Exercise
Please transcribe the records below line for line, leaving out the pictures.

Point annotations for photos
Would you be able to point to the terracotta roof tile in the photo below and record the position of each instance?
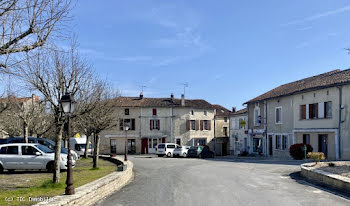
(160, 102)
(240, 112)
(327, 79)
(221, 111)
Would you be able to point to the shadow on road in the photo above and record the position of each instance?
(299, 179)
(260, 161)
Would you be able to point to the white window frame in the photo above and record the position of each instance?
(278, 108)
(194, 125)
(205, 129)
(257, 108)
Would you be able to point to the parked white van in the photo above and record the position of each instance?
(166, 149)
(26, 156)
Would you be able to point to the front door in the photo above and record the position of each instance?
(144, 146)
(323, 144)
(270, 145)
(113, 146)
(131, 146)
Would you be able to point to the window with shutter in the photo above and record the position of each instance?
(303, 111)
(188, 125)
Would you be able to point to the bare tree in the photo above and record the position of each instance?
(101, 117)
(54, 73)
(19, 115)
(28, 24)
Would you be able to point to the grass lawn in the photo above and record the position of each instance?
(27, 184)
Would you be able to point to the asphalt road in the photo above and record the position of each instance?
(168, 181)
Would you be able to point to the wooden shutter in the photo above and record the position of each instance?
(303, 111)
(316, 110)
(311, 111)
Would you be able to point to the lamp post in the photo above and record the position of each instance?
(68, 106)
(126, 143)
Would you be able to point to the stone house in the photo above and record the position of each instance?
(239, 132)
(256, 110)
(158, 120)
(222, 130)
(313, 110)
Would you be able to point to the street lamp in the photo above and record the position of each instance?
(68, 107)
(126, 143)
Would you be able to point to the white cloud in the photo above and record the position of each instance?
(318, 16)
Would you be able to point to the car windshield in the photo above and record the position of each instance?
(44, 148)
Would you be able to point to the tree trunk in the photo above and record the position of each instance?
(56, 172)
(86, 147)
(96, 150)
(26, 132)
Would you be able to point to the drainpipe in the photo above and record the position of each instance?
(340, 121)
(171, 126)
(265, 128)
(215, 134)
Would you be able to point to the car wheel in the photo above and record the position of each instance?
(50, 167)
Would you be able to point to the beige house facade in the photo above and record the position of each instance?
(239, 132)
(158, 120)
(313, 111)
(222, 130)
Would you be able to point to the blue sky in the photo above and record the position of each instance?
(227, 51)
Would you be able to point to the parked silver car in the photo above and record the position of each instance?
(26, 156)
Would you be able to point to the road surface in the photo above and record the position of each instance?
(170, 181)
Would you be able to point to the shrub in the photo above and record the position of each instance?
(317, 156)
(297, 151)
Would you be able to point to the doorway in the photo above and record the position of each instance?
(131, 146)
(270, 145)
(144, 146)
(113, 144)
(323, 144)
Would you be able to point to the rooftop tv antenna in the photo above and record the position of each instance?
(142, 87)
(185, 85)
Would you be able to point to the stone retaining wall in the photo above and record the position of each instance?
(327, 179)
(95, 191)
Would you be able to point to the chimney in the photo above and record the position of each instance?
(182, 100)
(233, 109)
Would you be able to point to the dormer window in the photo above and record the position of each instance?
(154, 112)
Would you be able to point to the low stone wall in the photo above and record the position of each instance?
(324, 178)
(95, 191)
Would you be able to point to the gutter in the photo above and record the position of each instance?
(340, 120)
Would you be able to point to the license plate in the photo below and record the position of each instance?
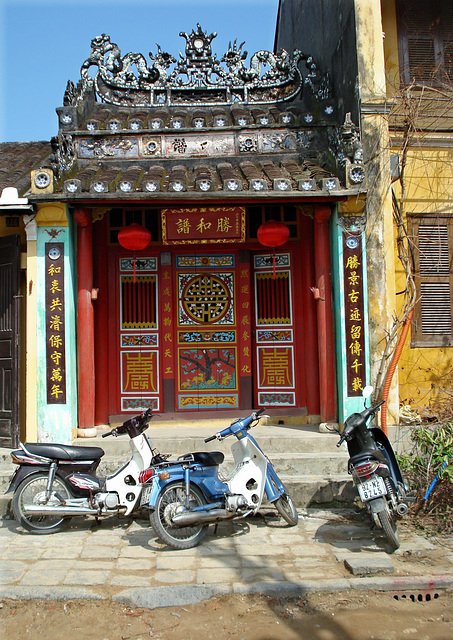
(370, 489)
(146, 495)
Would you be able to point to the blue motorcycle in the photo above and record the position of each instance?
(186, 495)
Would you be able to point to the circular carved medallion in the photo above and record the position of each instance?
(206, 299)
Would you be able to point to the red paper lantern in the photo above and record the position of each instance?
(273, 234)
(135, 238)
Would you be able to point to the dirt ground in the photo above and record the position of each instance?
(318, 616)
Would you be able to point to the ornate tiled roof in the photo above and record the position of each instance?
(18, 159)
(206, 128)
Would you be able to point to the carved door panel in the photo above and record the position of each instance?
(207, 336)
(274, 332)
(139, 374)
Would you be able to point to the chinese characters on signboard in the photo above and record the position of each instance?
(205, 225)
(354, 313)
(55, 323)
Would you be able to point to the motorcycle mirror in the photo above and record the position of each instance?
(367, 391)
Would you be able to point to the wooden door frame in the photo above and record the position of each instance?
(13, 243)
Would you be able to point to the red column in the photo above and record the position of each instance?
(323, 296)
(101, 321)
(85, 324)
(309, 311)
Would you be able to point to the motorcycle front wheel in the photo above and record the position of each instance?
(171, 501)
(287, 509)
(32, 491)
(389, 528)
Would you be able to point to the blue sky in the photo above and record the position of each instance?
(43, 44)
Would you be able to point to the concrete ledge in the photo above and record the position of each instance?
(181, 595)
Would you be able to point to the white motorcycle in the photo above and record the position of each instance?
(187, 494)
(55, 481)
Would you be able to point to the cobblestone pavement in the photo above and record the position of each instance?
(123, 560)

Result
Would you be able to point to the terracotta roof tile in the photo below and record the position of each instance?
(160, 102)
(240, 112)
(327, 79)
(221, 111)
Would you be able to point to the shadow on road in the photo above and record the position of each instance?
(299, 179)
(260, 161)
Would you be able to point to the white window frame in the photo above and record the position of each instance?
(278, 108)
(194, 125)
(205, 129)
(257, 108)
Would you be able to point to the parked white van in the photo above and record the position of each instance?
(166, 149)
(26, 156)
Would you be able to point to the front door in the photo above and record the position of each instance?
(144, 146)
(323, 144)
(270, 145)
(113, 146)
(131, 146)
Would you be able to point to the window with shutter in the photo above and record the position of each instance?
(303, 111)
(188, 125)
Would you be able to point to the bare tree in the photo above and record the position of each instance?
(101, 117)
(54, 73)
(19, 115)
(28, 24)
Would you be able to point to the grass lawn in the photo above and record the position of each instance?
(27, 184)
Would you be able to point to the asphalt road in the photo above and record the position of each instance?
(168, 181)
Would you be able to point to the wooden shutter in the photo above and record the position of each instance?
(303, 111)
(316, 110)
(311, 111)
Would you be able to point to the lamp post in the photo above and record the position of each instance?
(68, 106)
(126, 143)
Would you be able to point to the stone house in the photo above and record the position of each instance?
(239, 132)
(256, 110)
(158, 120)
(222, 130)
(313, 110)
Would you be able to point to the street lamp in the photo above and record the position of each instance?
(68, 107)
(126, 143)
Would you be able to point to the white cloud in the photo above and record the position of each instance?
(318, 16)
Would you be able to point to the car windshield in the photo above and record the position of each instance?
(44, 148)
Would you be able to point to the tree trunk in the photo above and record the position of each instance?
(56, 172)
(86, 147)
(96, 150)
(26, 132)
Would you be able to point to the drainpipe in the photo above and record the position of each instance?
(340, 121)
(171, 126)
(265, 128)
(215, 134)
Would you be able to point to the car wheel in the photo above and record the position of each instance?
(50, 167)
Would you be able to point to the beige house facade in the photo above and record the position of each instance?
(239, 132)
(158, 120)
(313, 111)
(222, 130)
Would you be able to point to the blue sky in the photo above and record the position of each instance?
(227, 51)
Would you be able to point to the parked silver car in the photo above and record the position of each instance?
(26, 156)
Would you be able to point to the road surface in the photo above and record the position of each instance?
(170, 181)
Would you be able to point to the shrub in the photo above and record the position of each instance?
(317, 156)
(297, 151)
Would you be able to point to the doorway in the photo above and record the position of each instance?
(131, 146)
(270, 145)
(144, 146)
(113, 144)
(323, 144)
Would you be able to point to the rooftop tv antenna in the photo above and record the position of each instance?
(142, 87)
(185, 85)
Would you be able to point to the stone retaining wall in the photo above and record the position of each instance?
(327, 179)
(95, 191)
Would you be able to point to the chimney in the photo above and record the position of each instance?
(182, 100)
(233, 109)
Would you be able to point to the dormer window in the photo above and record the position of each instance?
(154, 112)
Would you be able to point to the low stone wall in the photo above and record the position of each instance?
(324, 178)
(95, 191)
Would you be able to point to the gutter in the photo above and record the position of each instance?
(340, 120)
Would you be able to point to the license plate in the photo below and record the position of each instance?
(370, 489)
(146, 495)
Would you be able to point to the blue motorcycle in the photo above and record the position of each instance?
(186, 495)
Would you be able to point to the circular carved medallion in the photo above and record the position of each instance?
(206, 299)
Would you be able to point to the red paper lantern in the photo above and record the position of each instance?
(273, 234)
(135, 238)
Would you be able to point to the dirt ground in the photo above and record the position of each instance?
(318, 616)
Would you be able to point to the ornate tiled roof in the photo above and record the position of each instance?
(18, 159)
(206, 128)
Would you be able to point to the carved door panel in the photo above and record the position of each instance?
(207, 336)
(274, 332)
(139, 374)
Would you be able to point to the chinese characters on signboard in the photo above and record the position of each instance?
(205, 225)
(354, 313)
(55, 323)
Would you be able to point to the motorcycle mirror in the photo above and record the position of each instance?
(367, 391)
Would you be able to point to the wooden door frame in the photo above and record the position of each instance?
(13, 243)
Would you be able to point to the red column in the photo above and record the position of each instance?
(323, 296)
(101, 321)
(85, 324)
(309, 311)
Would you be able to point to the motorcycle front wheel in the photo above and record the position of each instance?
(171, 501)
(287, 509)
(32, 491)
(389, 528)
Would you be able to point to the blue sky in the photo above and record the position of each instance?
(43, 44)
Would you be able to point to the concrete ledge in the photo above and record the position of each instance?
(181, 595)
Would you be able to point to the white motorcycle in the photo above and record the position of each instance?
(187, 494)
(55, 481)
Would you be able to point to the cobblestone pavement in the photo above and record the position of each instance?
(123, 560)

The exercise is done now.